> [Aim of the exercise]: Copy out every sentence in the essay below about the concept of God that ends with a question mark.

> [Excerpt to read]:
• • •
Erasing a Small Concept of God

"In the beginning, all that comprised God created all that is defined as finite." Genesis 1:1 (Paraphrased by thethinkingfrog).

One of the stumbling blocks to Christian religious thought is the use of the plural for "God" in this first verse. However, if one would consider asking "why," rather than attempting to match Scripture to one's preconceived ideas, ones view of God would grow. 
Christian thought focuses on God as three persons--'Father, Son, and Holy Spirit'--and these three existing as one entity, which makes up the Divine Being. What if God exists as more than three persons? What if God is so large, that our finite minds cannot begin to comprehend all the comprises God? What if God chose to reveal the divine being as three persons to stretch our thinking? Instead, the religious thing to do is to attempt to explain God as only three persons when in reality the Divine Being could be seven or twelve persons.
It appears that the Bible is attempting to picture a God who is beyond human ability to grasp. Rather than accept the greatness of God, the religious thing to do is to bring human conceived limitations on how God functions.

If it is humanly possible to explain God, then God is no larger than the thought potential of the most intelligent human being. If one removes the mysterious, unknown potential of God, the presentation that we make to the world is that God is incapable of dealing with the dilemmas that entrap people.



"In the beginning, all that comprised God created all that is defined as finite." Genesis 1:1 (Paraphrased by thethinkingfrog).

What happened in these first moments? Prior to this statement, that which existed dwelt in an atmosphere that is the antithesis of the world now inhabited by all that is defined as being brought into existence by the act of God. Frequently, those who attempt to understand the meaning of these opening verses of the Bible, focus on the creation of the world rather than the universe.
• • •
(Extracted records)

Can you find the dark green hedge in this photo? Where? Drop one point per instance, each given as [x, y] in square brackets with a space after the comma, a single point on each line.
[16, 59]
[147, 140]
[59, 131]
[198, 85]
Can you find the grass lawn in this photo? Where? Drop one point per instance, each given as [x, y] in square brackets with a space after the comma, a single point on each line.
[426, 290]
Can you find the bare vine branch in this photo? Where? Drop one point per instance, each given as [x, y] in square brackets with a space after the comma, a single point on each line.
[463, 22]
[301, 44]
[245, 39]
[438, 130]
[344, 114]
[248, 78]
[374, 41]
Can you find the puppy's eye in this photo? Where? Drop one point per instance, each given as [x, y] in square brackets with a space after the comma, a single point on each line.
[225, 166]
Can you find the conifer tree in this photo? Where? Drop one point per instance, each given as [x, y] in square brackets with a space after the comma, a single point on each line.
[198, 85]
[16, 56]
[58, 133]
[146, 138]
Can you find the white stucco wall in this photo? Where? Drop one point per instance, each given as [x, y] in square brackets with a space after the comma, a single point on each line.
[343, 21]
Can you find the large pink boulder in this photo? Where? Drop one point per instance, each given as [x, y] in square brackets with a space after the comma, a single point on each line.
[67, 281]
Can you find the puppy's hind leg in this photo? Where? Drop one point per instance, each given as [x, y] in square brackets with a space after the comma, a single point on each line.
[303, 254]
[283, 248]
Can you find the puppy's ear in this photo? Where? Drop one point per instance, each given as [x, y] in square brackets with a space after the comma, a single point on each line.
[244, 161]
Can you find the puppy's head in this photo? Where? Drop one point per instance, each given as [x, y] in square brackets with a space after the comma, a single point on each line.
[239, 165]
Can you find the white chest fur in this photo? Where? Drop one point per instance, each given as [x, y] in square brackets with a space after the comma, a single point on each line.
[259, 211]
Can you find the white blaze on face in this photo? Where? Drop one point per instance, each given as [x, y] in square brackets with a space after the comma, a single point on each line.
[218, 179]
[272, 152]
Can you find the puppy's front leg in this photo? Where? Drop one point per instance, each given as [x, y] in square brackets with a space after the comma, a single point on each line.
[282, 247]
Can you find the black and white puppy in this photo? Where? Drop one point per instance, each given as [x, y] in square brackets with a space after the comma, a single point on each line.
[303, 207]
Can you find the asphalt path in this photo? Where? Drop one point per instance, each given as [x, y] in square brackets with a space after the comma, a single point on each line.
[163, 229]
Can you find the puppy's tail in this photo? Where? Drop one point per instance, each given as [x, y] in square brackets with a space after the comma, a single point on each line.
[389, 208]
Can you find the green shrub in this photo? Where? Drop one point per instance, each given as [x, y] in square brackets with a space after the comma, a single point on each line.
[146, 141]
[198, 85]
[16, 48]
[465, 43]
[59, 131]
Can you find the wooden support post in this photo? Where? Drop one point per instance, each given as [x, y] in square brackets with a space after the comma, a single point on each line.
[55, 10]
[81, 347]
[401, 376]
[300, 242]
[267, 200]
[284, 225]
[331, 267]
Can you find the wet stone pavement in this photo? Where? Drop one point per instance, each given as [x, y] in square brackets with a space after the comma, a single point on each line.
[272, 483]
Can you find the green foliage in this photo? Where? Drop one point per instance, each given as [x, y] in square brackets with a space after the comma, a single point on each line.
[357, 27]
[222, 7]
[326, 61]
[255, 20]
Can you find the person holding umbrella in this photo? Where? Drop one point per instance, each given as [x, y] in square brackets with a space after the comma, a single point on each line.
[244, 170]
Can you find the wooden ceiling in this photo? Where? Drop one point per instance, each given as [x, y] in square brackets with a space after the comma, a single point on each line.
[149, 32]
• • •
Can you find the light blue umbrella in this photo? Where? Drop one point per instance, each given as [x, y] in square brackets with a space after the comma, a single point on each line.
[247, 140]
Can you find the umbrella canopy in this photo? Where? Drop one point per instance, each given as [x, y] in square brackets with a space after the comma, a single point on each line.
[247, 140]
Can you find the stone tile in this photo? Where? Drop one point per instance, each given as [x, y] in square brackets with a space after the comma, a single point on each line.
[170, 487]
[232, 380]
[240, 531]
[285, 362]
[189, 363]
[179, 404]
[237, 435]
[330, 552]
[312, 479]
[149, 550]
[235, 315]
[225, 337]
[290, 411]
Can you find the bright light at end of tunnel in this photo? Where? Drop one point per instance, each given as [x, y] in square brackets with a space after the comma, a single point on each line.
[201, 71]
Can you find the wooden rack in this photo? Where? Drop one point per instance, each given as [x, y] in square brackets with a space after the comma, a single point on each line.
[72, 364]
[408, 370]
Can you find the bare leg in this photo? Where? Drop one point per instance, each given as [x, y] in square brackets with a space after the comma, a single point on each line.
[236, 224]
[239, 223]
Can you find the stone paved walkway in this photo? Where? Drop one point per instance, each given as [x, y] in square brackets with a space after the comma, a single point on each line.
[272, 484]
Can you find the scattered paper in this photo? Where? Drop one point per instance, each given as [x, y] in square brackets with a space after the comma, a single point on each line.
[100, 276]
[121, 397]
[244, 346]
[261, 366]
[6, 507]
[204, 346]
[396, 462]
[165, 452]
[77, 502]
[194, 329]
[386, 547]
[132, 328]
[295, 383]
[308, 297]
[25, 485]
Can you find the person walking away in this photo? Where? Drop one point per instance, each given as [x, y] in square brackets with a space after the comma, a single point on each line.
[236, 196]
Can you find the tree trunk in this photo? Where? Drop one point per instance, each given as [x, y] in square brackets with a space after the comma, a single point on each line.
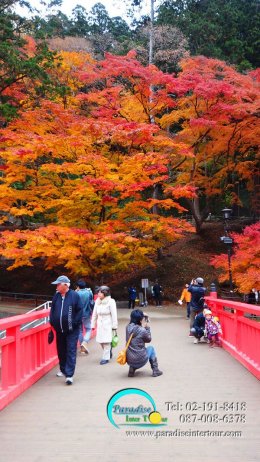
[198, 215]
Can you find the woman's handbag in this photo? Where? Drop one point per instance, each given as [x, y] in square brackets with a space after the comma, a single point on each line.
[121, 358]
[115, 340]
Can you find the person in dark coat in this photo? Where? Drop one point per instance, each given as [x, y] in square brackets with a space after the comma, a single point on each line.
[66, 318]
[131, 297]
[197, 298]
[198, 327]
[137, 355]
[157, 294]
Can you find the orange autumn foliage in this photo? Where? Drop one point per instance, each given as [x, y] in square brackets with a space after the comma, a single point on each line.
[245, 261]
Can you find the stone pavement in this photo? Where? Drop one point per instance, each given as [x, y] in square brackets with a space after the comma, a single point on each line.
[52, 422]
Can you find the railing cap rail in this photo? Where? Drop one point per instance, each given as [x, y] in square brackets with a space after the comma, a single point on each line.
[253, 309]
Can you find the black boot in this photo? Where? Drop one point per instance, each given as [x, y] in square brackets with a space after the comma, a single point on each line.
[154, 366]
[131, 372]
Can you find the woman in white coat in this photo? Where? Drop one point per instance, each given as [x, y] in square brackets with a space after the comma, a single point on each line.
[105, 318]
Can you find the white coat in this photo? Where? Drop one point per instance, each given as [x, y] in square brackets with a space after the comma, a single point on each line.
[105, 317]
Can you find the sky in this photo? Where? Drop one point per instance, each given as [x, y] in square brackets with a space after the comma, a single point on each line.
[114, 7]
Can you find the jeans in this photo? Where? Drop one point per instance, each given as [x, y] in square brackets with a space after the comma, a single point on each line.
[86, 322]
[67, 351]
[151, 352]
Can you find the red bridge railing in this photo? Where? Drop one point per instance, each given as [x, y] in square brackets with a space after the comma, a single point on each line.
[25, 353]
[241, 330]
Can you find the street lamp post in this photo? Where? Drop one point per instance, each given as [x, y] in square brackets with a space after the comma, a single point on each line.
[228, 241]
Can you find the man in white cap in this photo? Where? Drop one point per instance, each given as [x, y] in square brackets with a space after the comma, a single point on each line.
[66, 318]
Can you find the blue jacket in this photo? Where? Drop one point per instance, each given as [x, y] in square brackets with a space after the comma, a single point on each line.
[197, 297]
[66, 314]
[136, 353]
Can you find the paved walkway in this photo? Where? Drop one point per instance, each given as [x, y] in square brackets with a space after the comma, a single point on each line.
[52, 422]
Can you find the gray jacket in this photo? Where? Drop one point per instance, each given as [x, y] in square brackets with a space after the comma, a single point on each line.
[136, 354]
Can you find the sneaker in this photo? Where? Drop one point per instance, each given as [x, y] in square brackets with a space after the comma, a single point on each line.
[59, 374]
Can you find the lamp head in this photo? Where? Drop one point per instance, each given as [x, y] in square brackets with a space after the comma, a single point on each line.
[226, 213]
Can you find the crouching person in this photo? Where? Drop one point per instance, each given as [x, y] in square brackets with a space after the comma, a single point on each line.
• • •
> [Exercise output]:
What if God exists as more than three persons?
What if God is so large, that our finite minds cannot begin to comprehend all the comprises God?
What if God chose to reveal the divine being as three persons to stretch our thinking?
What happened in these first moments?